* _CHALLENGES_
[A] Reproduce, word for word, the portion of the blog post on magick and meditation that opens with the words containing "Then i came" and closes with "and unexpected ways.".
[B] Write the next part of the blog post on magick and meditation, picking up after its final sentence.

## START PROVIDED PASSAGE

Monday, February 21, 2011

A Minor Correction...




You Are Already Awake

Sunday, February 13, 2011

Alan Chapman Podcast


In a beautiful web of synchronicity, while searching for podcasts regarding 'The Great Work' or 'Knowledge and Conversation of the Holy Guardian Angel', i came upon an episode of the Buddhist Geeks podcast, featuring author Alan Chapman, detailing how practicing various traditions of Western Magick led him to Enlightenment, or an experience of Non-Self. Turns out he is responsible for openenlightenment.org, as well as thebaptistshead.co.uk, and this podcast had been recorded in the town in which i am living, currently, Boulder, Co. My friend sent me the link for openenlightenment about a month ago, knowing my predilection for magickal thinking, and resistance towards Eastern philosophy.

I find this intriguing, in that almost every occult work worth its salt (or mercury) will start off with suggesting, insisting really, that the student begin a meditation practice, before getting into any of the work involved in the book. The idea is, if operating from a small self, a personal ego, yr magick is going to be pretty ineffectual.

Then i came upon a working, called 'The Sacred Magick of Abramelin the Mage,' whose goal and final result was the Knowledge and Conversation of the Guardian Angel, which was getting to know, and have a relationship with, yr idealized self, and yr purpose on this sphere in this lifetime. Turns out to be pretty similar, or a similar result, to Buddhist non-mind practices, and things cracked open for me, realizing that i didn't have to be someone else BEFORE starting the dismantling process.

Thankfully, i've always kept at least a spark of willingness to shatter, to tear down the structures of my life and mind, in that i had a calling to do so and my life run on personal will had resulted dissatisfactory results. Got my nose back into dusty old occult tomes, my ass back on the meditation cushion, and my life has begun to change in new and unexpected ways.

## END PROVIDED PASSAGE
## START RECORDED INFORMATION

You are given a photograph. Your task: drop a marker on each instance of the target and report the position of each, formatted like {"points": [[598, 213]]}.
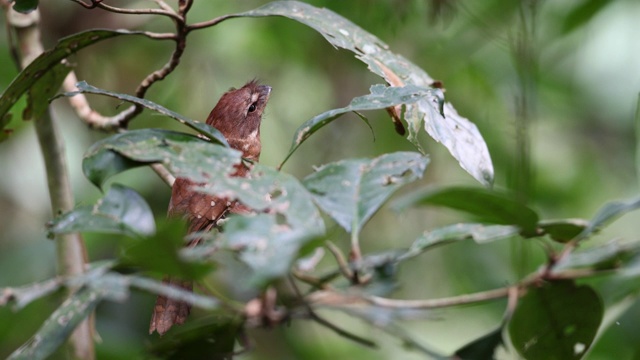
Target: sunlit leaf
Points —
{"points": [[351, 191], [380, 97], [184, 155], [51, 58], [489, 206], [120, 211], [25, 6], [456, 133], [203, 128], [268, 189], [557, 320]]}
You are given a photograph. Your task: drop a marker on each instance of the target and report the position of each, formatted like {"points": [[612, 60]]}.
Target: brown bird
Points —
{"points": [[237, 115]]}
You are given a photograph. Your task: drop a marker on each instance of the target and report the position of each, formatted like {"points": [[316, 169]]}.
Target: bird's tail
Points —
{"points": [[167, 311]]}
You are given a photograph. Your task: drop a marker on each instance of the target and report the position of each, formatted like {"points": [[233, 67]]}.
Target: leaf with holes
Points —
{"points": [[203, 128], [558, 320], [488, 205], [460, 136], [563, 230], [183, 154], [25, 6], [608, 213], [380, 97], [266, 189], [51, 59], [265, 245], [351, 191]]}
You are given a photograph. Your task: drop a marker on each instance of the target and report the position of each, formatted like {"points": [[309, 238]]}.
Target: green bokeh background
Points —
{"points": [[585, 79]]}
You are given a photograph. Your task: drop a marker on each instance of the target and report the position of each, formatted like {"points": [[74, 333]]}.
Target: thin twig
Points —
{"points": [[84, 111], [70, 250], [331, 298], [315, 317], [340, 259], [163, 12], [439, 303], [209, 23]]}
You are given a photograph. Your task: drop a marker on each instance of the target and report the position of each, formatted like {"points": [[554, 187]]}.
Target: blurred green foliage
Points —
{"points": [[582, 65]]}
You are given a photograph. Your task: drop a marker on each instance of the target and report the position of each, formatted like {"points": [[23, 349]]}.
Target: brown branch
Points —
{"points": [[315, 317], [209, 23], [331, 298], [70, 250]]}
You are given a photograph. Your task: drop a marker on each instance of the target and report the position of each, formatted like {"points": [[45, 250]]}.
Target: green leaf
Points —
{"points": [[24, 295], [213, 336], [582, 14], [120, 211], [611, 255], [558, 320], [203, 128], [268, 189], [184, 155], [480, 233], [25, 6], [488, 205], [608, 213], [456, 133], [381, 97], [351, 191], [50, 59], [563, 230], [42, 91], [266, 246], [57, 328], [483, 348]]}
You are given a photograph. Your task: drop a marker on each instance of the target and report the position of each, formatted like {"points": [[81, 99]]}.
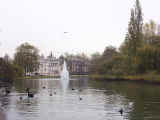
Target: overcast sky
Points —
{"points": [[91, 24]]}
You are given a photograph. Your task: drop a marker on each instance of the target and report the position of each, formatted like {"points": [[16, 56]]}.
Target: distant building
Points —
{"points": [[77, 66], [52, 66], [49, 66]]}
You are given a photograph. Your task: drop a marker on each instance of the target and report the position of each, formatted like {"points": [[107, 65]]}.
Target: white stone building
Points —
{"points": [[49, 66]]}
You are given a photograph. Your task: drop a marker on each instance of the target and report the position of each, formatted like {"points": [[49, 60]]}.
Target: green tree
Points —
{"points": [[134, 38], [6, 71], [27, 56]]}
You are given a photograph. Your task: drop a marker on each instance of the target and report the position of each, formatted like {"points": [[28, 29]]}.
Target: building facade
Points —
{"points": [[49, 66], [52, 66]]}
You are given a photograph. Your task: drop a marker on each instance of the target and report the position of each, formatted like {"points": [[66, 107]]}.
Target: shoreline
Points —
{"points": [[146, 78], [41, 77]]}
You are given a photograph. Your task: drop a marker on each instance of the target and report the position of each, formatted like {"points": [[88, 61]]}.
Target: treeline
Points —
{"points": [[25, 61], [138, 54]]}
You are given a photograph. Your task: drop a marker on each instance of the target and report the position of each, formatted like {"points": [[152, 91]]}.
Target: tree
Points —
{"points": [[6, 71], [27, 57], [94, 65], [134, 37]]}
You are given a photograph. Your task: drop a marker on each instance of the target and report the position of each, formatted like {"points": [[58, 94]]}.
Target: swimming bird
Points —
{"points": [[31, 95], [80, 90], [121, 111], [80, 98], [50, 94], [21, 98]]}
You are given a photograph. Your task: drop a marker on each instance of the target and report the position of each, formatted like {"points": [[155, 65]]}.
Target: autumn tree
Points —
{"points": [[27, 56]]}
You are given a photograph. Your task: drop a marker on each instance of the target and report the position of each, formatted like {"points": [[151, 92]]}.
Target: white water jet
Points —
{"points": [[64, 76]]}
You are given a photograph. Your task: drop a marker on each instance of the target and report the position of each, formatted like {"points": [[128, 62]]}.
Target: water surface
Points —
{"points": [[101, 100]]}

## END RECORDED INFORMATION
## START RECORDED INFORMATION

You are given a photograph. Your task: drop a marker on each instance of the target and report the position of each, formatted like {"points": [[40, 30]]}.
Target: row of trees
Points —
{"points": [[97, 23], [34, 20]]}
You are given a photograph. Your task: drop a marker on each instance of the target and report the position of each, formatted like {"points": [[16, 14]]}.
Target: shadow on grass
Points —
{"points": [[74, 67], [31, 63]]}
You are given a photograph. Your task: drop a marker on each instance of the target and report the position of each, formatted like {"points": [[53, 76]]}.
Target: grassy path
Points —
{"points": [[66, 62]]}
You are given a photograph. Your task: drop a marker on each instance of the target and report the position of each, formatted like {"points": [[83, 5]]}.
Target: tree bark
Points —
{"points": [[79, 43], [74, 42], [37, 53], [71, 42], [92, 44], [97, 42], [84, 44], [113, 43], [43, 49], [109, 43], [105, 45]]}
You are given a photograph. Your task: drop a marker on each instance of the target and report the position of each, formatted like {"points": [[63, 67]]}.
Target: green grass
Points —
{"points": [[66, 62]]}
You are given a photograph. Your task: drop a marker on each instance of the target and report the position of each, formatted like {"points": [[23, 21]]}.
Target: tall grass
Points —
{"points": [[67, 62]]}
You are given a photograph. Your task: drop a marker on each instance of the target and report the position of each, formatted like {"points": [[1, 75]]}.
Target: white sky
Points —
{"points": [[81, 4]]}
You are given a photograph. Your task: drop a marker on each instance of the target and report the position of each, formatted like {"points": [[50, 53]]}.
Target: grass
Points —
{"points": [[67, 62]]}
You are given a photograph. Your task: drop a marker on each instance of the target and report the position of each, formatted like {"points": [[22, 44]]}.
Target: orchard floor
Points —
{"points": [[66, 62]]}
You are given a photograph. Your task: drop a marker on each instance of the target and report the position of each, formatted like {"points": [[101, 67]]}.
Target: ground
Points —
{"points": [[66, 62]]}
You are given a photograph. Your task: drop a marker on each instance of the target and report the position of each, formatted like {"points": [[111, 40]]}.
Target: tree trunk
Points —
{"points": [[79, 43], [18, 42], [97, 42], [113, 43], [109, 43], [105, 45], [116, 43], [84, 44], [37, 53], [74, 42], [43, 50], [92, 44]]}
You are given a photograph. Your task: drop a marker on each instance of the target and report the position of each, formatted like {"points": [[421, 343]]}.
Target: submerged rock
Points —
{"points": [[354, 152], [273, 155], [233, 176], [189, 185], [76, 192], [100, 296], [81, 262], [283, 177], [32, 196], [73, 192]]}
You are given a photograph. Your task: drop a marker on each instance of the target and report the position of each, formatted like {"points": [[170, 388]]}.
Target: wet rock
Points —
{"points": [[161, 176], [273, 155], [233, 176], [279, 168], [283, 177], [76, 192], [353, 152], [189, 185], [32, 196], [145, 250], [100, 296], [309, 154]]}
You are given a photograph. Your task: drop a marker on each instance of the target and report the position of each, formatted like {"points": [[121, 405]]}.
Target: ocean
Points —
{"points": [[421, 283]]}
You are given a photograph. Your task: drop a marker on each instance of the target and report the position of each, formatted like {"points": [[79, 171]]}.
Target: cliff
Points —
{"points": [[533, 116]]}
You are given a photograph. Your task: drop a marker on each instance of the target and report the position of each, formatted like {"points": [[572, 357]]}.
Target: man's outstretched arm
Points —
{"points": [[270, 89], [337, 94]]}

## END RECORDED INFORMATION

* _ANSWERS TO THE EXERCISE_
[A]
Then i came upon a working, called 'The Sacred Magick of Abramelin the Mage,' whose goal and final result was the Knowledge and Conversation of the Guardian Angel, which was getting to know, and have a relationship with, yr idealized self, and yr purpose on this sphere in this lifetime. Turns out to be pretty similar, or a similar result, to Buddhist non-mind practices, and things cracked open for me, realizing that i didn't have to be someone else BEFORE starting the dismantling process.

Thankfully, i've always kept at least a spark of willingness to shatter, to tear down the structures of my life and mind, in that i had a calling to do so and my life run on personal will had resulted dissatisfactory results. Got my nose back into dusty old occult tomes, my ass back on the meditation cushion, and my life has begun to change in new and unexpected ways.

[B]
Lastly, one of the topics discussed here, was Chapman's experience with Chaos Magick, and how with chucking out belief structures, that they are interchangeable, can be pretty nihilistic. My mind got rather goopy and elastic, i did a great deal of dismantling, but had not really replaced it with a working faith, or a discipline or practice. My thinking got progressively smaller and more mundane, as the claws of adulthood tore into my consciousness, and i've had to reinvigorate my passion and curiosity and imagination, to get back on this path.

Its very cool, to hear someone's experience who is further along the path. Hell, its cool to know where the path is, at all. I'm looking forward to delving further into his website's, and exploring this path, in general.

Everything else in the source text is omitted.